─── Выбранный фрагмент
Найти тему

"Николай Якушев, Поэт и время"Владимир Смирнов, Иркутск

Николай Якушев. Поэт и время

Владимир Смирнов

Неизбежным спутником Якушева-поэта было одиночество. Единственный член СП в Рыбинске. Да и не в членстве дело: в городском литобъединении, как он записал в дневнике зимой 80-го, «… или графоманы…, или случайная молодежь, имеющая очень  смутное представление о поэзии».

Недавно опубликованная его переписка с Анатолием Жигулиным, длившаяся с начала 60-х, говорит об их «почтовой» дружбе. Николай Михайлович во многих письмах звал Жигулина в гости, но, судя по письмам, приезд так и не состоялся, а в том же 80-м Якушев отмечает в дневнике нарастающую сдержанность и «бронзовость» писем по мере роста «литературного веса» Жигулина и с явной иронией (или горечью?) пишет: «Молодец, умеет жить!..»

Судьба всю жизнь будто играла с Якушевым, испытывала его. Он родился на исходе 16-го года в Москве, где лет через двадцать мог бы войти в литературу наравне со своими более известными сверстниками,– но через четыре года отца отправляют на Кубань, затем был Воронеж – и молодая поэтическая Москва 30-х прошла мимо него. Он появился на свет в Просвирином переулке на Сретенке – одной из самых московских улиц, если, понятно, не считать Арбата, но поэтом Сретенки волею судьбы не стал (Сретенка много лет спустя выбрала Юрия Визбора, Веронику Долину – что-то песенное оказалось в этой улице...). И вообще Москва, судя по письмам и дневникам Якушева, как родина им абсолютно не воспринималась. А шутка Жигулина о переименовании его родного переулка в улицу Николая Якушева… Если уж в Рыбинске не удалось улицу Новую в его честь переименовать… А Москва тут и вовсе не при чём.
──────
─── Строки данных
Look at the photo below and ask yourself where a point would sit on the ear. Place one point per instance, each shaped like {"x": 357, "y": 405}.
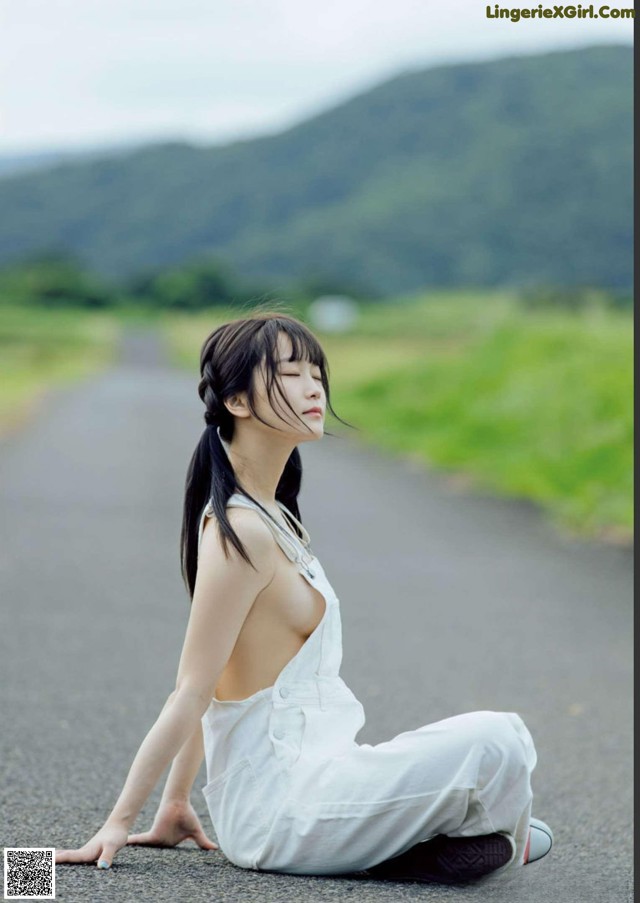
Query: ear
──────
--- Задания ---
1. Где, согласно очерку о Николае Якушеве, родился поэт?
2. Обновите в очерке о Николае Якушеве отрывок, начиная со слов "Судьба всю жизнь" и до слов "не при чём.": замените "Воронеж" на "Ростов".
3. Продолжите очерк о Николае Якушеве после его последнего предложения.
Список — отдельный материал, с текстом он не связан.

--- Ответы к заданиям ---
1. В Москве, в Просвирином переулке на Сретенке.

2.
Судьба всю жизнь будто играла с Якушевым, испытывала его. Он родился на исходе 16-го года в Москве, где лет через двадцать мог бы войти в литературу наравне со своими более известными сверстниками,– но через четыре года отца отправляют на Кубань, затем был Ростов – и молодая поэтическая Москва 30-х прошла мимо него. Он появился на свет в Просвирином переулке на Сретенке – одной из самых московских улиц, если, понятно, не считать Арбата, но поэтом Сретенки волею судьбы не стал (Сретенка много лет спустя выбрала Юрия Визбора, Веронику Долину – что-то песенное оказалось в этой улице...). И вообще Москва, судя по письмам и дневникам Якушева, как родина им абсолютно не воспринималась. А шутка Жигулина о переименовании его родного переулка в улицу Николая Якушева… Если уж в Рыбинске не удалось улицу Новую в его честь переименовать… А Москва тут и вовсе не при чём.

3.
Каково же место Николая Якушева в литературе? Летом 80-го он пишет: «До 1956-го (с 1937-го) мною был написан десяток стихотворений, не больше». Причины понятны – слишком ранний арест, поэт просто не успел войти в литературу (тот же Ярослав Смеляков, будучи всего лишь тремя годами старше, успел). Стало быть, начало творчества в сорокалетнем возрасте. Да и у всего поколения литературная судьба была не то что непростой – трагической. Одни его ровесники, войдя в поэзию перед войной (П. Коган, М. Кульчицкий – список будет велик), с неё не вернулись. Другие, уцелевшие в жестокой войне, вернулись в поэзию много лет спустя. К примеру, Давид Самойлов начал писать перед войной в ИФЛИ, но первая книга вышла только в 58-м, когда поэту было под сорок. Борис Слуцкий тоже не печатался до середины 50-х. хотя читающая Москва его стихи знала очень хорошо. Но это, как писал публикатор и исследователь творчества Слуцкого Юрий Болдырев, было осознанным решением их обоих – до смерти Сталина написанное не публиковать. А что же тогда печаталось?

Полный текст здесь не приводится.